Supplied information:
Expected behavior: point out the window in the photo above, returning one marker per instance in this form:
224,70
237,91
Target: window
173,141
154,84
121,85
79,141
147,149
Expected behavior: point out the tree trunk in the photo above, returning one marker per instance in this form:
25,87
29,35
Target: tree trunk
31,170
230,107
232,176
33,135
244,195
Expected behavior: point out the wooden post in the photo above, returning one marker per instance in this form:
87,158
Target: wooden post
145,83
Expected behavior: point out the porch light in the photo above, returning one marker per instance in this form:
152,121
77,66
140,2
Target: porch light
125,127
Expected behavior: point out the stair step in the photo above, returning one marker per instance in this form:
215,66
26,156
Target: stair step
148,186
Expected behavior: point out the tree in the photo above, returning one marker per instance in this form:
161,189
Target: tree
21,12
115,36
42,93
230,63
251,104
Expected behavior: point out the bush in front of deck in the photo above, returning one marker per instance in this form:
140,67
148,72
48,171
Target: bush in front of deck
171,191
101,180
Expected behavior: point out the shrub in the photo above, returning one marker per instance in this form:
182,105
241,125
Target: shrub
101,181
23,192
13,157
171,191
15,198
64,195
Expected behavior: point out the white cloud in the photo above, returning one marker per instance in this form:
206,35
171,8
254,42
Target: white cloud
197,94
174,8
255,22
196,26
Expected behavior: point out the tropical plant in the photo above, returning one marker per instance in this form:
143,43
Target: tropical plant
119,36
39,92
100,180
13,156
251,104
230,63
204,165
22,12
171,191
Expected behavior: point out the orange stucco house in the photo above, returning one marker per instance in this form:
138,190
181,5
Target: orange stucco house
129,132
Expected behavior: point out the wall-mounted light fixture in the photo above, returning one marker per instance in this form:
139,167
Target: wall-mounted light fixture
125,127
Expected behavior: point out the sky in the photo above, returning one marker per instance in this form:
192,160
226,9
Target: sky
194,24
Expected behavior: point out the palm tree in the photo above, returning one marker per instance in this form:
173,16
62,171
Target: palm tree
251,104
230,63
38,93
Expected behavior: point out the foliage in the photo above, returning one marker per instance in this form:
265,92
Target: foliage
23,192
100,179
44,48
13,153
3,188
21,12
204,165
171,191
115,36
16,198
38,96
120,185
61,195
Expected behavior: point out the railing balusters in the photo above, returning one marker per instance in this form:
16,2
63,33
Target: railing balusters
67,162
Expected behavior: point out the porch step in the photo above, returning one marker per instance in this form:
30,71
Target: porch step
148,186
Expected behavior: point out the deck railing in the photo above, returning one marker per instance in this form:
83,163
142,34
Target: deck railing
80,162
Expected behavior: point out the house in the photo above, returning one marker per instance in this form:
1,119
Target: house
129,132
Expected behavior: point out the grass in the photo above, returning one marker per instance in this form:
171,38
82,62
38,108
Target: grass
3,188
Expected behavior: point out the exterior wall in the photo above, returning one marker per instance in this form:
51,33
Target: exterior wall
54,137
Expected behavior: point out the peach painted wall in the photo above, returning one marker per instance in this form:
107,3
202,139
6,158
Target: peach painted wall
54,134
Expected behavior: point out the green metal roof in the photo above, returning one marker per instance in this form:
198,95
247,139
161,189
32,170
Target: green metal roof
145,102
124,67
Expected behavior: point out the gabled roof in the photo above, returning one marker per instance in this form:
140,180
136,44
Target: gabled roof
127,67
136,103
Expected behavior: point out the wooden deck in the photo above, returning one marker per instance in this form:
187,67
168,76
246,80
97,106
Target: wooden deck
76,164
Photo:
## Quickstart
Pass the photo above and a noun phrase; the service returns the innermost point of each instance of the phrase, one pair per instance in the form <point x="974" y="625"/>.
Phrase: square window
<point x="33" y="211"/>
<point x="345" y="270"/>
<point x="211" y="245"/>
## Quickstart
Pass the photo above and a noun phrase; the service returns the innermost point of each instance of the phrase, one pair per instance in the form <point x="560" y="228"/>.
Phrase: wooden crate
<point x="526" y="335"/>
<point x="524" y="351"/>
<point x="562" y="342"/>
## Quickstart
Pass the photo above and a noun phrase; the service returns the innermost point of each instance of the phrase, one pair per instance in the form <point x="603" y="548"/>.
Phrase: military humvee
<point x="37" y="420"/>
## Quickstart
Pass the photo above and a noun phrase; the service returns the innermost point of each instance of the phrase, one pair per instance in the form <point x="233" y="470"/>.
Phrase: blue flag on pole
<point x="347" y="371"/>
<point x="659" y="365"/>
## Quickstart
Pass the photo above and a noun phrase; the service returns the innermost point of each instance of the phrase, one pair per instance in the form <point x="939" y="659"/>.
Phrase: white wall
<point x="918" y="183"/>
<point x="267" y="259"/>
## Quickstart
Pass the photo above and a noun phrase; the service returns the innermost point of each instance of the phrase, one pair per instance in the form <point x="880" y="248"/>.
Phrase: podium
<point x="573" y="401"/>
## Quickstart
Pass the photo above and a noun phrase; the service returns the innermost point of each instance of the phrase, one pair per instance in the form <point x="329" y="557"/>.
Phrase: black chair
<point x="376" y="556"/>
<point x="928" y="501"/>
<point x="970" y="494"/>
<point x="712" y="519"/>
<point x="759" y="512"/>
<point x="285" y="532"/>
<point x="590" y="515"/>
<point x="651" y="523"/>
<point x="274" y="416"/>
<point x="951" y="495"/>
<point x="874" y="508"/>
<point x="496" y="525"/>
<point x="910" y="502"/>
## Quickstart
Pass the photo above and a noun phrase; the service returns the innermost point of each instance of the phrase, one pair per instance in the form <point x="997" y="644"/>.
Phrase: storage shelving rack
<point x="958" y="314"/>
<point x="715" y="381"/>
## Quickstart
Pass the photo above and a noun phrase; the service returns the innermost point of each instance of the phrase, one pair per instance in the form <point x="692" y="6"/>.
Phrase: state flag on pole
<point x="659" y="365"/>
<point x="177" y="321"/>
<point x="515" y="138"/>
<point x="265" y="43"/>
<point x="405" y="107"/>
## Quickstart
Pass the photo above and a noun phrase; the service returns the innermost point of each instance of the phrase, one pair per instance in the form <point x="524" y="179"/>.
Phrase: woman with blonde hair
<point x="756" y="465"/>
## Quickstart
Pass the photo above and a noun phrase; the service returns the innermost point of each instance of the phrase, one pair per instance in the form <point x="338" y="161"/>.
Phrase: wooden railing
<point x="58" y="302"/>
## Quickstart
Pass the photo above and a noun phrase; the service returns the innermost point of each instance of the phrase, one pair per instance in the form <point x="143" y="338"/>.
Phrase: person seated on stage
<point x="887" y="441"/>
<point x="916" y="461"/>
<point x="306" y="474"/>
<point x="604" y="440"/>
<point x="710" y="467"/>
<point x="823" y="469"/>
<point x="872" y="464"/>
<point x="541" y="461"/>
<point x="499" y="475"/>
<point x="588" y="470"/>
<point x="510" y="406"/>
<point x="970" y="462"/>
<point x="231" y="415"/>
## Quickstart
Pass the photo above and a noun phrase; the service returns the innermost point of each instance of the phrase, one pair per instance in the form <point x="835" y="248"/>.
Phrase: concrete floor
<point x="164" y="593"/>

Exercise aim:
Your answer should be an exact transcription of the data above.

Answer box:
Expected behavior: point out the window in the photo above, returning one marker per instance in this form:
224,70
237,91
Target: window
173,141
154,84
121,85
79,141
147,149
Expected behavior: point out the tree trunk in the photo above, returning one marker per instance in this form:
25,87
29,35
Target: tree trunk
31,170
230,107
232,176
33,135
244,195
Expected behavior: point out the wooden post in the photo above, returning one marker per instance in this form:
87,158
Target: wooden post
145,83
Expected behavior: point out the porch light in the photo above, returning one marker per instance in this form:
152,121
77,66
140,2
Target: porch light
125,127
Expected behavior: point out the stair step in the photo above, returning one marker per instance in this form:
215,66
26,156
Target: stair step
148,186
Expected behavior: point out the tree in the photo above, returning one marker per instance in this form:
161,189
Target: tree
21,12
115,36
42,93
230,63
251,104
Expected behavior: point out the bush in front of deck in the photo above, returning one marker per instance in this form:
140,67
148,72
48,171
Target: bush in front of deck
171,191
101,180
Expected behavior: point out the shrub in the photo above, returning one marker per instance in this form:
182,105
241,125
Target: shrub
101,181
23,192
13,157
171,191
15,198
64,195
Expected behavior: point out the white cloud in the photo above, returning one marker per instance in this form:
206,35
171,8
254,42
Target: white cloud
197,94
174,8
255,22
196,26
Expected behavior: point out the tropical plant in the photo above, returning one marker per instance in this form:
143,43
Target: tropical plant
119,36
39,92
100,180
13,156
251,104
230,63
204,165
22,12
171,191
Expected behavior: point out the orange stucco house in the photo above, returning one marker per instance in this form:
138,190
181,5
Target: orange stucco house
129,132
Expected behavior: point out the wall-mounted light fixture in the photo above, returning one marker per instance in this form:
139,167
Target: wall-mounted light fixture
125,127
Expected behavior: point out the sky in the photo above, returning one marker per instance in this form:
192,160
226,9
Target: sky
194,24
Expected behavior: point out the palm tree in the photo above, returning one marker per instance in this form:
173,16
62,171
Target: palm tree
251,104
230,63
38,93
Expected behavior: point out the foliage in the photo above, returning one marker per instance in this form:
265,92
Target: foliage
23,192
100,179
44,48
13,153
3,188
21,12
204,165
171,191
115,36
16,198
38,96
120,185
61,195
Expected behavior: point out the railing balusters in the photo above, returning one marker per instance in this form:
16,2
63,33
Target: railing balusters
67,162
Expected behavior: point out the porch step in the photo above, returning one marker per instance in this form:
30,71
Target: porch step
148,186
Expected behavior: point out the deck railing in the photo above, returning one marker per instance in this form:
83,163
142,34
Target: deck railing
80,162
Expected behavior: point out the house in the photo above, returning one marker per instance in this form:
1,119
Target: house
129,132
Expected behavior: point out the grass in the photo above, returning one marker per instance in this form:
171,38
82,62
38,108
Target: grass
3,188
Expected behavior: point out the exterior wall in the photo above, returning one marker per instance in this form:
51,33
Target: exterior wall
54,137
Expected behavior: point out the peach painted wall in the photo above, returning one marker per instance in this form:
107,3
202,139
6,158
Target: peach painted wall
54,134
Expected behavior: point out the green metal roof in the photo above, returning one marker per instance in this form:
198,95
247,139
161,189
32,170
Target: green metal roof
145,102
124,67
Expected behavior: point out the gabled roof in the photo above, returning one marker per instance in this form:
140,180
136,44
Target: gabled roof
127,67
136,103
Expected behavior: point out the wooden deck in the photo above, returning one marker per instance in this form:
187,67
168,76
246,80
97,106
Target: wooden deck
76,164
Photo:
## Quickstart
Pass the photo above and a noun phrase; the service returns the innermost point of each instance of the phrase, one pair per instance in the form <point x="974" y="625"/>.
Phrase: square window
<point x="33" y="211"/>
<point x="345" y="270"/>
<point x="211" y="245"/>
## Quickstart
Pass the photo above and a noun phrase; the service returns the innermost point of each instance of the phrase, one pair per instance in the form <point x="560" y="228"/>.
Phrase: wooden crate
<point x="526" y="335"/>
<point x="524" y="351"/>
<point x="562" y="342"/>
## Quickstart
Pass the photo above and a noun phrase; the service returns the innermost point of each instance of the phrase, one pair per instance in the form <point x="603" y="548"/>.
Phrase: military humvee
<point x="37" y="420"/>
## Quickstart
Pass the photo above and a noun phrase; the service returns the innermost point of each instance of the phrase, one pair per instance in the form <point x="233" y="470"/>.
Phrase: blue flag on pole
<point x="347" y="371"/>
<point x="659" y="365"/>
## Quickstart
Pass the photo above and a noun phrase; the service returns the innermost point of each instance of the phrase, one pair per instance in the form <point x="939" y="659"/>.
Phrase: white wall
<point x="918" y="183"/>
<point x="267" y="259"/>
## Quickstart
Pass the photo above and a noun phrase; the service returns the innermost point of each instance of the phrase, one pair per instance in the form <point x="880" y="248"/>.
Phrase: podium
<point x="573" y="401"/>
## Quickstart
Pass the photo above and a noun phrase; the service returns the innermost point of each instance of the phrase, one pair per instance in the form <point x="329" y="557"/>.
Phrase: black chair
<point x="376" y="556"/>
<point x="928" y="501"/>
<point x="970" y="494"/>
<point x="712" y="519"/>
<point x="759" y="512"/>
<point x="285" y="532"/>
<point x="590" y="515"/>
<point x="651" y="523"/>
<point x="274" y="416"/>
<point x="951" y="495"/>
<point x="874" y="508"/>
<point x="496" y="525"/>
<point x="910" y="502"/>
## Quickstart
Pass the photo above and a noun phrase; the service returns the innermost point of each instance of the phrase, one pair per instance in the form <point x="997" y="644"/>.
Phrase: storage shelving rack
<point x="958" y="314"/>
<point x="715" y="381"/>
## Quickstart
Pass the photo above and a noun phrase; the service returns the innermost point of each instance of the phrase, one pair per instance in the form <point x="692" y="6"/>.
Phrase: state flag on pole
<point x="659" y="365"/>
<point x="177" y="321"/>
<point x="515" y="138"/>
<point x="265" y="43"/>
<point x="405" y="107"/>
## Quickstart
Pass the photo above and a noun phrase; the service returns the innermost point of each instance of the phrase, one pair per instance in the form <point x="524" y="179"/>.
Phrase: woman with blonde hair
<point x="756" y="465"/>
## Quickstart
Pass the photo above and a noun phrase; the service returns the innermost point of each instance of the phrase, one pair per instance in the form <point x="338" y="161"/>.
Phrase: wooden railing
<point x="58" y="302"/>
## Quickstart
Pass the photo above and a noun phrase; the service returns the innermost point of each instance of the phrase, one pair per instance in the form <point x="143" y="338"/>.
Phrase: person seated on stage
<point x="887" y="441"/>
<point x="916" y="461"/>
<point x="306" y="474"/>
<point x="604" y="440"/>
<point x="710" y="467"/>
<point x="823" y="469"/>
<point x="872" y="464"/>
<point x="541" y="461"/>
<point x="499" y="475"/>
<point x="588" y="470"/>
<point x="510" y="406"/>
<point x="970" y="462"/>
<point x="231" y="415"/>
## Quickstart
Pass the photo above and a noun phrase; the service returns the innermost point of each instance of the phrase, one pair per instance in the form <point x="835" y="248"/>.
Phrase: concrete floor
<point x="164" y="593"/>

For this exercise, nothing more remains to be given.